指示文 A:
説教要旨のうち、「メッセンジャー:仁科宣雄師」から始まり「Ⅱ.主の霊を燃え立たせて (1:6~7)」で終わる部分を、一字一句変えずに書き写してください。

ページ抜粋:
メッセンジャー:仁科宣雄師
「主の霊を燃え立たせて」」 (Ⅱテモテ 1章 1~14節 )
いつの時代も、戦いのない所はありません。もちろん目に見える戦い、命にかかわる戦いは限られた所で起こっていることですが、私たちの身近な所で、何より自分との戦いは日々おきているのではないでしょうか?戦いに挑むには、エレルギーが必要です。多くの商品が次々と開発されていますが、私たちは神のことばが力となっているでしょうか?
Ⅰ.パウロの感謝と確信 (1:3~5)
ローマのネロ皇帝によるクリスチャンへの迫害は一段と激しくなる中で、殉教の死を覚悟しながらパウロは愛するテモテを励まし、力づけます。テモテの仕える教会は、迫害に加え、種々の異教や悪影響に脅かされる内からの戦いがあり、「臆する」状況が満載でした。この時、テモテは30才台。パウロは若く、病弱、気の優しい性格のテモテに勇気を持たせ、彼の努力を不屈なものにするために、「信仰と確信」「テモテ家のすぐれた家系」「与えられた賜物」を思い起こさせるのでした。決して、テモテができていないからではなく、殉教の死を前にして、教会の将来を思うばかりに、「心して!」と使命を確信させるのでした。
Ⅱ.主の霊を燃え立たせて (1:6~7)
新たな力が必要なのではありません。すでに持っているものを「燃え立たせよ!」です。
①力の霊…イエスから神の国を託されたのは弟子たちであり、私達です。そのための力=聖霊を与えてくださいました。重荷
を負う力、厳しい環境に堂々と直面する力、魂を枯らすような悲しみ、心が打ち砕かれるような境遇に置かれても
失望しない力など、身体だけでなく、心も魂にも及ぶ力です。そしてその力は教会に与えられています。
(エペソ1:19~23)

演習データ:

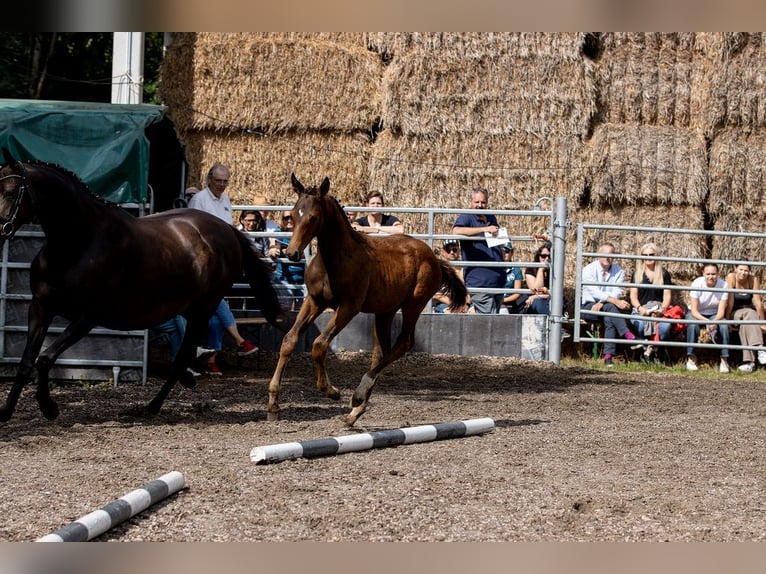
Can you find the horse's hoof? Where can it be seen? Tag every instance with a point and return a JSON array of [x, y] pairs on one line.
[[50, 411], [188, 380]]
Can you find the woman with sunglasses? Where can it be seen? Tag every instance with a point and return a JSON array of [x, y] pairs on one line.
[[650, 301], [538, 281], [289, 275]]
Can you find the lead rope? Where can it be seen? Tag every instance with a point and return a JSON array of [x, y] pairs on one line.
[[7, 229]]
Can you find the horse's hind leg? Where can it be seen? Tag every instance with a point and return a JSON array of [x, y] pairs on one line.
[[404, 343], [75, 331], [306, 316]]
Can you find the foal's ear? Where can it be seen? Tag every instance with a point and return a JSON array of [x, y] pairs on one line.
[[325, 187], [297, 185], [7, 157]]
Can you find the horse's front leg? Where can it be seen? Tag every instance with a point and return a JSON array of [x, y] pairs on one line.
[[310, 310], [321, 346], [74, 332], [36, 331]]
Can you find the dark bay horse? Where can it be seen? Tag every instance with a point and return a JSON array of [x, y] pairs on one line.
[[101, 266], [353, 273]]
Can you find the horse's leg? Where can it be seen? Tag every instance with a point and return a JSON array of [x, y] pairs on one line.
[[75, 331], [321, 346], [404, 343], [310, 310], [39, 322], [382, 336]]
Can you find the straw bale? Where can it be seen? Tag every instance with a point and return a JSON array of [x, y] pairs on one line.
[[649, 78], [645, 165], [261, 166], [735, 82], [478, 44], [273, 85], [440, 171], [430, 93], [739, 247], [738, 174], [358, 39], [630, 242]]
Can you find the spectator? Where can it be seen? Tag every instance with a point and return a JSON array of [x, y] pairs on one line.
[[746, 307], [606, 297], [214, 200], [709, 307], [475, 224], [441, 301], [513, 303], [538, 280], [175, 329], [377, 221], [650, 301], [289, 276], [271, 225], [253, 221]]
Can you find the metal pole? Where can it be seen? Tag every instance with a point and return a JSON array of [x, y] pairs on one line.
[[557, 280]]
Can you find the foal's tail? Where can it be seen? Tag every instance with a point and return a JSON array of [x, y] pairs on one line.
[[454, 285], [258, 274]]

指示文 B:
上記のエントリのうち、「Can you find the metal」を含む行から始まりエントリの末尾で終わる行(両端を含む)を、依頼文も含めて再掲し、回答中の座標値をすべて0.65倍に縮尺変更してください。結果は四捨五入で整数に丸め(0.5は切り上げ)、これらの行のみを出力してください。

正解 A:
メッセンジャー:仁科宣雄師
「主の霊を燃え立たせて」」 (Ⅱテモテ 1章 1~14節 )
いつの時代も、戦いのない所はありません。もちろん目に見える戦い、命にかかわる戦いは限られた所で起こっていることですが、私たちの身近な所で、何より自分との戦いは日々おきているのではないでしょうか?戦いに挑むには、エレルギーが必要です。多くの商品が次々と開発されていますが、私たちは神のことばが力となっているでしょうか?
Ⅰ.パウロの感謝と確信 (1:3~5)
ローマのネロ皇帝によるクリスチャンへの迫害は一段と激しくなる中で、殉教の死を覚悟しながらパウロは愛するテモテを励まし、力づけます。テモテの仕える教会は、迫害に加え、種々の異教や悪影響に脅かされる内からの戦いがあり、「臆する」状況が満載でした。この時、テモテは30才台。パウロは若く、病弱、気の優しい性格のテモテに勇気を持たせ、彼の努力を不屈なものにするために、「信仰と確信」「テモテ家のすぐれた家系」「与えられた賜物」を思い起こさせるのでした。決して、テモテができていないからではなく、殉教の死を前にして、教会の将来を思うばかりに、「心して!」と使命を確信させるのでした。
Ⅱ.主の霊を燃え立たせて (1:6~7)

正解 B:
Can you find the metal pole? Where can it be seen? Tag every instance with a point and return a JSON array of [x, y] pairs on one line.
[[362, 182]]
Can you find the foal's tail? Where can it be seen? Tag every instance with a point and return a JSON array of [x, y] pairs on one line.
[[295, 185], [168, 178]]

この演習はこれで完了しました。